- [Instructions to follow]: Add 34 to each coordinate in the pin answers and write out everything from the line containing "Pick out the colorful" down through the line containing "Pick out the creamy", keeping the instruction lines unchanged. Leave out the pictures.

- [The input]:
--- Start ---

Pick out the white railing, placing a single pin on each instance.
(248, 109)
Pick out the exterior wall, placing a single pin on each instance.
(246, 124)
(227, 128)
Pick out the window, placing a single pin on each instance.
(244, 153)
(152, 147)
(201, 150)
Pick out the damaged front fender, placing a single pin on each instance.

--- End ---
--- Start ---

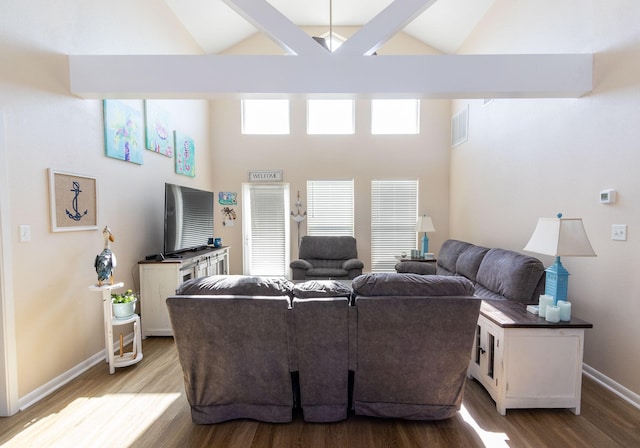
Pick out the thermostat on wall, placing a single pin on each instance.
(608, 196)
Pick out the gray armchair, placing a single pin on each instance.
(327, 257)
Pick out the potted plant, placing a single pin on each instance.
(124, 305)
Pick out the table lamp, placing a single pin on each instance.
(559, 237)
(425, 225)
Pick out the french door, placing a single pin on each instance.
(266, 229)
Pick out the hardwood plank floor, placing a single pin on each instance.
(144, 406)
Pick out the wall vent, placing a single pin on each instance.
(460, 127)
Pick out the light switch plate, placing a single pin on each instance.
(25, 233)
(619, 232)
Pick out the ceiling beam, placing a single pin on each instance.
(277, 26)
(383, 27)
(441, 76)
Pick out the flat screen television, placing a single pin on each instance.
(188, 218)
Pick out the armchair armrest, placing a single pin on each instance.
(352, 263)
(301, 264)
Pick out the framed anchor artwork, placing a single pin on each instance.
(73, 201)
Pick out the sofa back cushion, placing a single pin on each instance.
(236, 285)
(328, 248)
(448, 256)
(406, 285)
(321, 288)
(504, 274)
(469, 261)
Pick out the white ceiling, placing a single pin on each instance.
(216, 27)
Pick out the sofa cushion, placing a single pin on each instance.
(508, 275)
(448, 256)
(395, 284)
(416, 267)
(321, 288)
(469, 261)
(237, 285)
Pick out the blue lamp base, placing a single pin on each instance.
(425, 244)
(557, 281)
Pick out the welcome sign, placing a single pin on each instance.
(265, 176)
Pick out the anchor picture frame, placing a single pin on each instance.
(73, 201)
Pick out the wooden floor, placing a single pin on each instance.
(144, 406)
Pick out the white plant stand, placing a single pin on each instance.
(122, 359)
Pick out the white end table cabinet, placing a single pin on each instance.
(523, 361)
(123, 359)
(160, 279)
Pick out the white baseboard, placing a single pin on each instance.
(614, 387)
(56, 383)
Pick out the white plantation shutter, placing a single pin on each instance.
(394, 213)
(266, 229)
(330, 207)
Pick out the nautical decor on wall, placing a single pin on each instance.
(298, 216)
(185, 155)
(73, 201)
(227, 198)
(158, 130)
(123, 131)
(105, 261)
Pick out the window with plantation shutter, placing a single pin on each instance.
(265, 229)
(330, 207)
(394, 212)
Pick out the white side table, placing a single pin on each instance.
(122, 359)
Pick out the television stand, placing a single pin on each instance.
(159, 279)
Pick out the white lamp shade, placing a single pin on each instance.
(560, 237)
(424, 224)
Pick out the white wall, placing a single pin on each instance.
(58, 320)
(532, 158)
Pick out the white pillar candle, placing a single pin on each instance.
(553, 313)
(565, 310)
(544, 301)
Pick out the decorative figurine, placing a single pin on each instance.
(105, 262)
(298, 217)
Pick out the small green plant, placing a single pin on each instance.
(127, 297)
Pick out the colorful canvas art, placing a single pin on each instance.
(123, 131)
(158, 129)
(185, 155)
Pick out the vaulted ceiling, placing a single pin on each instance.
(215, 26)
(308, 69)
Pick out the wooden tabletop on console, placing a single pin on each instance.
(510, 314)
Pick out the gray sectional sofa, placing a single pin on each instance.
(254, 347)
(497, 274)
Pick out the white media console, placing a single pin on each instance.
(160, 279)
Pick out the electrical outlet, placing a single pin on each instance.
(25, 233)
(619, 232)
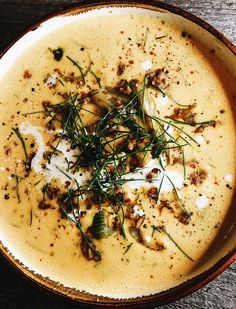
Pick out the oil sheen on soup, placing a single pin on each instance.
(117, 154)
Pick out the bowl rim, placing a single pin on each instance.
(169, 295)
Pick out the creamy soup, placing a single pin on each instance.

--- End ---

- [Output]:
Pick out the colorful canvas art, placing a single pin on each instance.
(157, 165)
(192, 163)
(219, 189)
Pick out the vaulted ceiling, placing a single pin on each instance.
(249, 60)
(342, 103)
Pick out the wooden tabletop on console, placing a single pin on each instance.
(544, 348)
Pick out the gray sectional sofa, placing a single pin on each instance.
(288, 381)
(531, 308)
Pick out the white media console, placing a single pin on each instance.
(194, 313)
Pick out the electrical outlet, placing a single pin on each instance.
(59, 267)
(653, 266)
Pick out the oil sheen on soup, placing a single pin on each instance.
(151, 188)
Pick out the bowl rim, placing a single pin on each instance.
(203, 329)
Pick out the creamy soup, placing a single pin on each instance.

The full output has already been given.